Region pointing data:

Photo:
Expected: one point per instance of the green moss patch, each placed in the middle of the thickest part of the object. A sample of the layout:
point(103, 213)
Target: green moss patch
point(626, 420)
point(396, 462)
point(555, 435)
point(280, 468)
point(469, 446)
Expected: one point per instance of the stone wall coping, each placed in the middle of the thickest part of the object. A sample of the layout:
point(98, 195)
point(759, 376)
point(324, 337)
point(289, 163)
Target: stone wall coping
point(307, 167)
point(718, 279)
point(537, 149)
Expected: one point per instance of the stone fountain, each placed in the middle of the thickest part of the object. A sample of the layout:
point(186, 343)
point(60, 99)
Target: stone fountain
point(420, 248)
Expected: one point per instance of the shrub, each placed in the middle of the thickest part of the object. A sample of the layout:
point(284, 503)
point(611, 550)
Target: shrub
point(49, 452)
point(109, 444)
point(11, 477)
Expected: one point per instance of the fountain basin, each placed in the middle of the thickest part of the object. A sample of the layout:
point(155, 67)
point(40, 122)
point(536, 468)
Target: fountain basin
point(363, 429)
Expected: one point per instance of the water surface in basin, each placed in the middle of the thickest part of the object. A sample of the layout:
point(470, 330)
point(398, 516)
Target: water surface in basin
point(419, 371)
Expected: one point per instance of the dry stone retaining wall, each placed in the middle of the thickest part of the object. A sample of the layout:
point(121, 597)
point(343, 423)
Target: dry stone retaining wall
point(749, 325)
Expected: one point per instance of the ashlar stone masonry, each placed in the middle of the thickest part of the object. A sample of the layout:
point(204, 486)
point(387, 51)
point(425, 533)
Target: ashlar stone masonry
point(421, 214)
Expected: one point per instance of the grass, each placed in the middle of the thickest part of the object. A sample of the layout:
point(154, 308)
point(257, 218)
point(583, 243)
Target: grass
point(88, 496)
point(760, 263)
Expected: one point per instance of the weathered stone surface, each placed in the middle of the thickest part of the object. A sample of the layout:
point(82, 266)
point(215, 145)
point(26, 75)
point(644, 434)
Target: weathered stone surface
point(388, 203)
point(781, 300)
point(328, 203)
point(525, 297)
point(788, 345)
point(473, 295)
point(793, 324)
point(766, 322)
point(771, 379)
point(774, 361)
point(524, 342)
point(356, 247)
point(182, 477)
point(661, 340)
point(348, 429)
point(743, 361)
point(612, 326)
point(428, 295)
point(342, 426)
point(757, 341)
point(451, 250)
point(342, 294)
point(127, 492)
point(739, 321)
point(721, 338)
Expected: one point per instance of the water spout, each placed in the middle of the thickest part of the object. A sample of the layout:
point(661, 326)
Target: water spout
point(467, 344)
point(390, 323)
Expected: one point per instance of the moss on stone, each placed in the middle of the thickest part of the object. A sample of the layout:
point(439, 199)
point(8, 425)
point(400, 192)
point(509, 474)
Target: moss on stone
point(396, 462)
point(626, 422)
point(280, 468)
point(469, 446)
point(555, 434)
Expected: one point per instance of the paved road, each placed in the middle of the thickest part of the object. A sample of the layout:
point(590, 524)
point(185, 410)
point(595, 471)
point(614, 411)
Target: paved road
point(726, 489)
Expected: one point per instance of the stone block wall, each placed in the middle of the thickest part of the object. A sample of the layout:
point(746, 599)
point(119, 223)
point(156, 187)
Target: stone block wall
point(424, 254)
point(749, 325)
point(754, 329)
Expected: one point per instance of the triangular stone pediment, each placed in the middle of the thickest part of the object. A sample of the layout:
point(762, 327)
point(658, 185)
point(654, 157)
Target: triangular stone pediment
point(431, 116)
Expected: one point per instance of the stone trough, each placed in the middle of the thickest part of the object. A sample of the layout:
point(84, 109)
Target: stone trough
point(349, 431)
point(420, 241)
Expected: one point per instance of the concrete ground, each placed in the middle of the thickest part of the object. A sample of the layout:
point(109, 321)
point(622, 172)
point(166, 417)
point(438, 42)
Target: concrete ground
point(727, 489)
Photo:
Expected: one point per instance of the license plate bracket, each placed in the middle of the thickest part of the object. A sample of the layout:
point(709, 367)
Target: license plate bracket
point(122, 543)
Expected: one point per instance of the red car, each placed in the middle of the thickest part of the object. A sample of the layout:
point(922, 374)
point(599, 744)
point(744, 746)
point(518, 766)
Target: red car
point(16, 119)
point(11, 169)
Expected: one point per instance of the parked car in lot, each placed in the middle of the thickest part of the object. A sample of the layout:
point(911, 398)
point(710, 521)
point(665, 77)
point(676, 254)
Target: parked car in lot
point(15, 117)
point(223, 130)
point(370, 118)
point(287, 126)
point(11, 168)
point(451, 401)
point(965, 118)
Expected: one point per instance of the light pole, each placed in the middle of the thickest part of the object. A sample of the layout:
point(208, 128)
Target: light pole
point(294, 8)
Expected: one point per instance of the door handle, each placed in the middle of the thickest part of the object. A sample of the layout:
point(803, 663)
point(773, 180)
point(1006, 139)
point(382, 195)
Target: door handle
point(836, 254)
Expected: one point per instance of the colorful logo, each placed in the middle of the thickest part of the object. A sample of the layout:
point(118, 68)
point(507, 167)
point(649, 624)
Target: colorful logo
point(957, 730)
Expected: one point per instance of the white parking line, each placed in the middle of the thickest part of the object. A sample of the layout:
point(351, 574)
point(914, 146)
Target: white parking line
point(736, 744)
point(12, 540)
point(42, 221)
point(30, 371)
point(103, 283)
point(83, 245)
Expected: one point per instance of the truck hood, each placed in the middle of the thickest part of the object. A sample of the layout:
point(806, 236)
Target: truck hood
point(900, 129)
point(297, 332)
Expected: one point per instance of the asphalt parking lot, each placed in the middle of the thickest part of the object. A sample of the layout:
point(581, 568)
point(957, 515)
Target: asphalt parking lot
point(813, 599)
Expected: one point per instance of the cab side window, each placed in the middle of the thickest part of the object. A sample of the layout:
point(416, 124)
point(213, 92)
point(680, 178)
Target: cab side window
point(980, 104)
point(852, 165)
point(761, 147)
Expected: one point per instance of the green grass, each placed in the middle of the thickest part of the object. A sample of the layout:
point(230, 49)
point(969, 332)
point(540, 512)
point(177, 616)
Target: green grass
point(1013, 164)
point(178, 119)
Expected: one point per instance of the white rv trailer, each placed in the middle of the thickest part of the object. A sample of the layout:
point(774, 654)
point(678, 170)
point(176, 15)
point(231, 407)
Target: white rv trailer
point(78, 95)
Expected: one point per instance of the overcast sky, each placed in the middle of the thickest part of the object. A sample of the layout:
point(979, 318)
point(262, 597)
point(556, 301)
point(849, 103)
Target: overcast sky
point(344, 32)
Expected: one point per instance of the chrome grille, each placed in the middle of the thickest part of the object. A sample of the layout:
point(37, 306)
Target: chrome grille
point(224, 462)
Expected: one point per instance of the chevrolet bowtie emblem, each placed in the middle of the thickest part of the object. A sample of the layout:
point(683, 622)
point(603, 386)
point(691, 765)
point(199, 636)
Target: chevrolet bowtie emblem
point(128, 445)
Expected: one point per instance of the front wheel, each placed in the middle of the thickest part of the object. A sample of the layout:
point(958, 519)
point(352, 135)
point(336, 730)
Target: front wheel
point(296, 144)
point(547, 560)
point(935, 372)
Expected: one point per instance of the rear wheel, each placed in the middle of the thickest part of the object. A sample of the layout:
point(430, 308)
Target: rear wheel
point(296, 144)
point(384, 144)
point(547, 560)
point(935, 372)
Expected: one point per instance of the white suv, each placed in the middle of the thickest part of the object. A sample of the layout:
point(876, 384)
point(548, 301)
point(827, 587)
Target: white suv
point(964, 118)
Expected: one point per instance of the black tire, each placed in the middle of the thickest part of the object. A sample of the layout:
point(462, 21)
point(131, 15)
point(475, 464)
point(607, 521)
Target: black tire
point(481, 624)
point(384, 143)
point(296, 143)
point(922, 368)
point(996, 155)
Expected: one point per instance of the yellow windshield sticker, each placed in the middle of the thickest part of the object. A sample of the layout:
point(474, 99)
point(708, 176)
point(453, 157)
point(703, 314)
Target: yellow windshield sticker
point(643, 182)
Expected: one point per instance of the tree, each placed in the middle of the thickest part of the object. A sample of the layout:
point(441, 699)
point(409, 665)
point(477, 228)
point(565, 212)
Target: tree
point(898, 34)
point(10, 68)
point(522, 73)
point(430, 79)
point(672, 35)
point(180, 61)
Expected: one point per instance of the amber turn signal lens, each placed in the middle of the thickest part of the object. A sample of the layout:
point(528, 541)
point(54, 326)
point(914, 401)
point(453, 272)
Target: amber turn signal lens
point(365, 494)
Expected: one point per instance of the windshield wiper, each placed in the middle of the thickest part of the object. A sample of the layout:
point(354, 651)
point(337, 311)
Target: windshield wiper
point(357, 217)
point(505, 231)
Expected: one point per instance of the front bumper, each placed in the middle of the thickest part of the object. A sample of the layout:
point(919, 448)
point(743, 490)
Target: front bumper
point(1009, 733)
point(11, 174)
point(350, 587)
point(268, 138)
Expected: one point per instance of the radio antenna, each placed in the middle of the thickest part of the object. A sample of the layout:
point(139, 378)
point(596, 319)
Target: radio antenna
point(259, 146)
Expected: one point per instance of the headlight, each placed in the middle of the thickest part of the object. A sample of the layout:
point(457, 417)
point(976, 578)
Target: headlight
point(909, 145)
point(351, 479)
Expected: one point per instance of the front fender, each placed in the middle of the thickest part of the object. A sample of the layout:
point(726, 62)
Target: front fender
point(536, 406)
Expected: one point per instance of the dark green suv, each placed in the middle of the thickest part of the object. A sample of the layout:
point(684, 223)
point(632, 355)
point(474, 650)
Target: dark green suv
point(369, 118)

About this task:
Starting with the line with "point(40, 122)" above and going on through the line with "point(644, 434)", transcribe every line exactly, both ends included, and add nothing.

Response to this task:
point(40, 122)
point(536, 468)
Target: fountain basin
point(363, 429)
Expected: one point per instance of the water surface in basin, each placed in the middle of the thickest part of the object. A sample of the layout:
point(470, 330)
point(398, 516)
Target: water surface in basin
point(419, 371)
Expected: one point per instance of the dry stone retaining wall, each placed in the middle of the thickest part of the object. A sample of the layout:
point(121, 597)
point(343, 423)
Target: dry stone retaining wall
point(749, 325)
Expected: one point per instance of the ashlar stone masonry, each placed in the middle of the thickest part of the object. A sample of the layout:
point(204, 486)
point(387, 51)
point(425, 533)
Target: ashlar stone masonry
point(421, 214)
Expected: one point per instance of the grass, each placed in the middle of the thickest part of the object. A sample of the layout:
point(154, 308)
point(257, 218)
point(583, 243)
Target: grass
point(88, 496)
point(760, 263)
Expected: one point per instance of the weathered stone surface, each placed in the middle of the thickest part of the object. A sample of the layout:
point(82, 266)
point(215, 145)
point(26, 75)
point(644, 434)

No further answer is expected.